Auftrag → Schreibe alle folgenden Einträge Wort für Wort ab. Lass die Bilder dabei weg.

Einträge →
# # # #

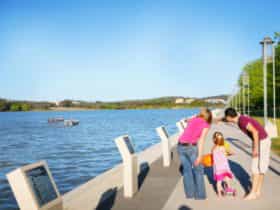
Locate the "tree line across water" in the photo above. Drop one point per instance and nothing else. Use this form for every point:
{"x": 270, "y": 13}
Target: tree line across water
{"x": 156, "y": 103}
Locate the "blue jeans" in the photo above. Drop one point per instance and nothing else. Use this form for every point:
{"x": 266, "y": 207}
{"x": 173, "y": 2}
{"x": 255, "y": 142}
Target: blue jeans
{"x": 194, "y": 185}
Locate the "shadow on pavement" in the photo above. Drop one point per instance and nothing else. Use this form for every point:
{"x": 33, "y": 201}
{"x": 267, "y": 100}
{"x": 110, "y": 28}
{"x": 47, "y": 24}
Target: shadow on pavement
{"x": 107, "y": 199}
{"x": 233, "y": 142}
{"x": 208, "y": 171}
{"x": 183, "y": 207}
{"x": 239, "y": 172}
{"x": 241, "y": 175}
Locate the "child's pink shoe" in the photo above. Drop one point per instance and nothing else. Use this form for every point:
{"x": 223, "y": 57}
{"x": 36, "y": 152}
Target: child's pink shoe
{"x": 230, "y": 191}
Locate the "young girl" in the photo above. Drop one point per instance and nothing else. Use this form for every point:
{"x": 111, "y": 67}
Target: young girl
{"x": 222, "y": 172}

# # # #

Vollständige Lösung →
Locate the "tree line across water" in the photo above. Drop one point per instance and nothing else. Use this form for every point:
{"x": 270, "y": 13}
Target: tree line across water
{"x": 156, "y": 103}
Locate the "blue jeans" in the photo above. Drop one point per instance and nothing else. Use this form for every point:
{"x": 266, "y": 207}
{"x": 173, "y": 2}
{"x": 255, "y": 142}
Target: blue jeans
{"x": 194, "y": 185}
Locate the "shadow on pavement" in the photo above. Drop one point per instance and nothing else. Use this form for every point:
{"x": 33, "y": 201}
{"x": 267, "y": 100}
{"x": 110, "y": 28}
{"x": 47, "y": 24}
Target: shadow on pavement
{"x": 107, "y": 199}
{"x": 233, "y": 142}
{"x": 208, "y": 171}
{"x": 183, "y": 207}
{"x": 239, "y": 172}
{"x": 241, "y": 175}
Locate the "child's pink shoe" in the photo above. Drop one point per instance and nothing else. Use this form for every point:
{"x": 223, "y": 57}
{"x": 36, "y": 152}
Target: child's pink shoe
{"x": 230, "y": 191}
Locate the "young girl" in the photo above. Drop one point per instance and nothing else. Use this form for every point:
{"x": 111, "y": 67}
Target: young girl
{"x": 222, "y": 172}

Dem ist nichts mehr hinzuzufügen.